** What is required **
Rewrite the stretch from the start of the lines below through the line containing "174), (278, 166)]]", both ends included and requests included, with every coordinate in the answers multiplied by 2.6 and rounded to a whole number, halves rounded up. Leave the numbers in the requests and their format samples unchanged, and give no other lines.

* * *

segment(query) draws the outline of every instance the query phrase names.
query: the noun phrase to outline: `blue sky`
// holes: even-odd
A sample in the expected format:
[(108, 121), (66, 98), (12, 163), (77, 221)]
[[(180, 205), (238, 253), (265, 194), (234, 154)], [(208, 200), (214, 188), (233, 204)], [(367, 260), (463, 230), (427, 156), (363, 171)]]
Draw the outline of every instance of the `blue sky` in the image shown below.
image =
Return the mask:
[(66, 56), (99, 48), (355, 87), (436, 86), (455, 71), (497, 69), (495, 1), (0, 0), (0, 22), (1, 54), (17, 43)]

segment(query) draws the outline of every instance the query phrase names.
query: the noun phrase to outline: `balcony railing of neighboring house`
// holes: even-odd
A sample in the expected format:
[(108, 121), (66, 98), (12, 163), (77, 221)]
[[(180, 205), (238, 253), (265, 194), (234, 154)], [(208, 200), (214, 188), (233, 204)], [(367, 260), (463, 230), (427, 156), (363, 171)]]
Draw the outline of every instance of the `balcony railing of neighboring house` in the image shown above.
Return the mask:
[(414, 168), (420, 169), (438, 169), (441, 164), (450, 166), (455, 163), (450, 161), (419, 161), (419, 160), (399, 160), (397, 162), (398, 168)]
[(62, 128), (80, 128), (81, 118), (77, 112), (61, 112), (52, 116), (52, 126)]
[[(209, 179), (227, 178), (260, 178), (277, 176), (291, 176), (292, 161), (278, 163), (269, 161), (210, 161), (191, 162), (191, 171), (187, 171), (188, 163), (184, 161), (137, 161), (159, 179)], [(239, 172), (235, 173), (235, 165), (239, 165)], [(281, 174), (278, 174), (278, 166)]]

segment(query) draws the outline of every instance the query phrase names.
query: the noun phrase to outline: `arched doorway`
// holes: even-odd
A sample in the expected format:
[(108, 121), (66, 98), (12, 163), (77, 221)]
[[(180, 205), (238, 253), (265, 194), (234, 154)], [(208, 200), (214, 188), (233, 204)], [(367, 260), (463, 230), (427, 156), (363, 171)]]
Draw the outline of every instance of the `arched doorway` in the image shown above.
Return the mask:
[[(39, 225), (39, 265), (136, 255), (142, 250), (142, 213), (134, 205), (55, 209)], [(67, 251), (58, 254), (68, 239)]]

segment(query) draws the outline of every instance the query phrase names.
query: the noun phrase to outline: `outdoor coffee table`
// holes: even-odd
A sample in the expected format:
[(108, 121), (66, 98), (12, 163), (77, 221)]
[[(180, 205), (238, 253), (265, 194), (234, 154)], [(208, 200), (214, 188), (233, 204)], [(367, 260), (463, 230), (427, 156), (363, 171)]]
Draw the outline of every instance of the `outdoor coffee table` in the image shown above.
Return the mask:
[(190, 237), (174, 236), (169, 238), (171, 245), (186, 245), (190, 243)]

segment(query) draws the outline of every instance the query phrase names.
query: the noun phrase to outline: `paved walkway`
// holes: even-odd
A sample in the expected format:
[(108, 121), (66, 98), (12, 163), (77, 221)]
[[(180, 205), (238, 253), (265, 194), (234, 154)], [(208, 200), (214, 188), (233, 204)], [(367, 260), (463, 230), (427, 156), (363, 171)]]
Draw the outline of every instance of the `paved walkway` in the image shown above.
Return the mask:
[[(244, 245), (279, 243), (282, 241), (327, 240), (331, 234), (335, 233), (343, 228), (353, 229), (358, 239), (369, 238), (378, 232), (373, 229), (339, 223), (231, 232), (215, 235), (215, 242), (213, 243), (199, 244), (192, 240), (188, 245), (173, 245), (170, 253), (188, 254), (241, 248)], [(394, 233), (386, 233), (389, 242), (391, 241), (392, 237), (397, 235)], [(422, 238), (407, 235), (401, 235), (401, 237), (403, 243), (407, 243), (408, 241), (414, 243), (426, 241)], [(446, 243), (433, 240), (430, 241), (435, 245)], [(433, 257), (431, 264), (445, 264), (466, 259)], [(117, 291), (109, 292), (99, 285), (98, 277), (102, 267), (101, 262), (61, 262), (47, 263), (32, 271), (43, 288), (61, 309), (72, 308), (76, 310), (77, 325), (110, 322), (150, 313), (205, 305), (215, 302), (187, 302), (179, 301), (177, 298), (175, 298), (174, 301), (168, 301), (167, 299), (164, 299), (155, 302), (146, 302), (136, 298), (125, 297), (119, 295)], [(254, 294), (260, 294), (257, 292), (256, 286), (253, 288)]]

* * *

** Finished answer **
segment(query) draws the outline of every instance the query phrase names.
query: the noun phrase to outline: `blue sky`
// holes: even-odd
A sample in the expected format:
[(108, 121), (66, 98), (12, 163), (77, 221)]
[[(180, 205), (238, 253), (265, 194), (234, 154)], [(208, 200), (214, 188), (233, 204)], [(367, 260), (463, 230), (427, 156), (363, 171)]]
Draw the outline of every instance of the `blue sky` in the image shown below.
image =
Return the mask:
[(172, 146), (257, 125), (923, 226), (1134, 224), (1183, 185), (1292, 179), (1287, 3), (0, 0), (0, 57), (3, 140), (44, 112)]

segment(query) draws the outline of every instance the query phrase names.
query: the noun phrase to outline: `balcony railing of neighboring house`
// holes: even-odd
A sample in the expected format:
[(108, 121), (66, 98), (12, 163), (77, 221)]
[[(180, 205), (238, 253), (265, 194), (234, 154)], [(208, 200), (214, 188), (233, 204)], [(367, 260), (463, 230), (427, 156), (363, 171)]]
Draw the outline of every instance of the `balcony railing of neighboring house` in the image shown above.
Return the mask:
[(1076, 437), (1092, 439), (1139, 439), (1147, 426), (1170, 432), (1183, 424), (1170, 419), (1089, 419), (1089, 416), (1037, 416), (1032, 421), (1035, 437)]
[(161, 333), (208, 333), (211, 307), (200, 291), (159, 291), (135, 302), (135, 328)]
[[(543, 465), (590, 463), (676, 463), (720, 458), (757, 458), (759, 419), (723, 424), (699, 419), (546, 419), (497, 421), (497, 445), (486, 445), (489, 424), (478, 419), (356, 419), (413, 465)], [(621, 447), (611, 450), (611, 429), (621, 429)], [(731, 452), (723, 452), (723, 432)]]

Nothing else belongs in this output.